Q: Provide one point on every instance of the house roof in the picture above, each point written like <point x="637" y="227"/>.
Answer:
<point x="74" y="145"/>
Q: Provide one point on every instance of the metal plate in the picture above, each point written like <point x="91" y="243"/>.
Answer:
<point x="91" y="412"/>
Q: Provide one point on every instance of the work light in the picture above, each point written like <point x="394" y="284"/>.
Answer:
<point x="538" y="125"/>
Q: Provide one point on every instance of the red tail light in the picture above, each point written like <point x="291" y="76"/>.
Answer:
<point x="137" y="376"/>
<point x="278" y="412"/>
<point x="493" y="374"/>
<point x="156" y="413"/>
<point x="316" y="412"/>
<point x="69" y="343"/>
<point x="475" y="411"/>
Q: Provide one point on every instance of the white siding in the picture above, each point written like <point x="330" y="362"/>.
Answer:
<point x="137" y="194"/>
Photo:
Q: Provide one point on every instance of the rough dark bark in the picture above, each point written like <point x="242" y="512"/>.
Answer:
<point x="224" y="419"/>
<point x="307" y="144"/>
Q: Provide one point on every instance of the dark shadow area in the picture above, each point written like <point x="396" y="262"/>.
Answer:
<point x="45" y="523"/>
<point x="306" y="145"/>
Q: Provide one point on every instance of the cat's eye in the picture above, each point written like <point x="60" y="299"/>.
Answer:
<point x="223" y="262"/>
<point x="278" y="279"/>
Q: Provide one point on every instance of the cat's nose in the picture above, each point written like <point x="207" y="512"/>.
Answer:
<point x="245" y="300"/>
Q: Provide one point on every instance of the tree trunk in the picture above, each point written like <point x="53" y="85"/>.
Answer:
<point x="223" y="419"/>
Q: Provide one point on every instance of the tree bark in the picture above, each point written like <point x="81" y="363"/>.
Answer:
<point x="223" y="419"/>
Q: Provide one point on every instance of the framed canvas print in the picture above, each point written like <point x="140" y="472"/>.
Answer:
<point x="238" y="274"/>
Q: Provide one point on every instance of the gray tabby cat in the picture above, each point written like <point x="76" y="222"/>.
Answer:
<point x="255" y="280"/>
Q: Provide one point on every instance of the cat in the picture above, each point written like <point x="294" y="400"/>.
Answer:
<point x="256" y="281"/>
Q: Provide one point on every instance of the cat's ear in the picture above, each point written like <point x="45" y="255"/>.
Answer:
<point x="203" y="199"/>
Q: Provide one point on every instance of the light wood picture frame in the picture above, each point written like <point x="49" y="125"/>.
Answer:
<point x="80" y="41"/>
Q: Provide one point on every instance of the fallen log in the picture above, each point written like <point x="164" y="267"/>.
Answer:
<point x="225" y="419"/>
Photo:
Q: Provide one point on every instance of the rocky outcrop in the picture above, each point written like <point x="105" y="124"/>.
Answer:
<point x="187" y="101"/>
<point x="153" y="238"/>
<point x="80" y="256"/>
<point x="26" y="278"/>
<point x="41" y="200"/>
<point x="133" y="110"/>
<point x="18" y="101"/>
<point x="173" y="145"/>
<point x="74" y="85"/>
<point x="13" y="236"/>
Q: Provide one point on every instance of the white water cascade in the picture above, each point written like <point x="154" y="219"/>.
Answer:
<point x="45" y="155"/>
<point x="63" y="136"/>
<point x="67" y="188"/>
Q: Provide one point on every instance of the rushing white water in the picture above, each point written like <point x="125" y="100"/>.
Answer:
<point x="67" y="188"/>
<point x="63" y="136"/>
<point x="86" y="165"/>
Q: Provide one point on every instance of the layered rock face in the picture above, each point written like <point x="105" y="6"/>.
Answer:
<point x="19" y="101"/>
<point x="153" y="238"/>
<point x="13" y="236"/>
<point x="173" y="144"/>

What is needed
All the lines above should appear again in the answer, exactly as written.

Problem solution
Q: Provide one point on every instance of the house roof in the picture above, each point written like <point x="637" y="227"/>.
Answer:
<point x="74" y="145"/>
Q: Provide one point on every instance of the metal plate in the picture above, each point written like <point x="91" y="243"/>.
Answer:
<point x="91" y="412"/>
Q: Provide one point on every instance of the work light in the picture above, each point written like <point x="394" y="284"/>.
Answer:
<point x="538" y="125"/>
Q: Provide one point on every instance of the red tail light in the picture above, each point written like <point x="291" y="76"/>.
Answer:
<point x="137" y="376"/>
<point x="278" y="412"/>
<point x="493" y="374"/>
<point x="156" y="413"/>
<point x="316" y="412"/>
<point x="69" y="343"/>
<point x="475" y="411"/>
Q: Provide one point on every instance of the white siding in the picture above, each point written like <point x="330" y="362"/>.
Answer:
<point x="137" y="194"/>
Photo:
Q: Provide one point on every instance of the rough dark bark in the picture above, each point written like <point x="242" y="512"/>.
Answer:
<point x="224" y="419"/>
<point x="307" y="144"/>
Q: Provide one point on every instance of the dark shadow area in the picture above, each point written like <point x="396" y="262"/>.
Answer:
<point x="45" y="523"/>
<point x="306" y="145"/>
Q: Provide one point on every instance of the cat's eye in the picture above, each point written like <point x="60" y="299"/>.
Answer:
<point x="223" y="262"/>
<point x="278" y="279"/>
Q: Provide one point on every instance of the cat's nose in the picture above, each point written like <point x="207" y="512"/>.
Answer:
<point x="245" y="300"/>
Q: Provide one point on every instance of the tree trunk in the picture above, each point written like <point x="53" y="85"/>.
Answer:
<point x="223" y="419"/>
Q: Provide one point on every instance of the tree bark in the picture above, each point written like <point x="81" y="363"/>.
Answer:
<point x="223" y="419"/>
Q: Provide one point on every instance of the framed canvas print in the picture above, each point written like <point x="140" y="472"/>.
Answer:
<point x="238" y="274"/>
Q: Provide one point on every instance of the gray tabby cat in the picture above, each point written like <point x="76" y="222"/>.
Answer:
<point x="255" y="280"/>
Q: Provide one point on every instance of the cat in the picture above, each point written like <point x="294" y="400"/>.
Answer:
<point x="256" y="281"/>
Q: Provide one point on every instance of the cat's ear in the picture above, each point written like <point x="45" y="255"/>.
Answer:
<point x="203" y="199"/>
Q: Provide one point on every instance of the light wood picture frame in the picture above, each point written like <point x="49" y="125"/>.
Answer:
<point x="80" y="41"/>
Q: Provide one point on every instance of the fallen log in the picture above, each point written like <point x="164" y="267"/>.
Answer:
<point x="225" y="419"/>
Photo:
Q: Provide one point on every instance of the rocky outcrop in the picture above, each point written like <point x="105" y="124"/>.
Answer:
<point x="187" y="101"/>
<point x="153" y="238"/>
<point x="80" y="256"/>
<point x="26" y="278"/>
<point x="41" y="200"/>
<point x="133" y="110"/>
<point x="18" y="101"/>
<point x="173" y="145"/>
<point x="74" y="85"/>
<point x="13" y="236"/>
Q: Provide one point on every instance of the white water cascade in the picture above, each point written like <point x="154" y="219"/>.
Answer:
<point x="45" y="155"/>
<point x="63" y="136"/>
<point x="67" y="188"/>
Q: Provide one point on every instance of the rushing white water in the picture above, each point written like <point x="125" y="100"/>.
Answer:
<point x="67" y="188"/>
<point x="63" y="136"/>
<point x="86" y="165"/>
Q: Provide one point on every instance of the layered rock face in the picture above, each point written like <point x="105" y="6"/>.
Answer:
<point x="19" y="101"/>
<point x="153" y="238"/>
<point x="13" y="236"/>
<point x="173" y="144"/>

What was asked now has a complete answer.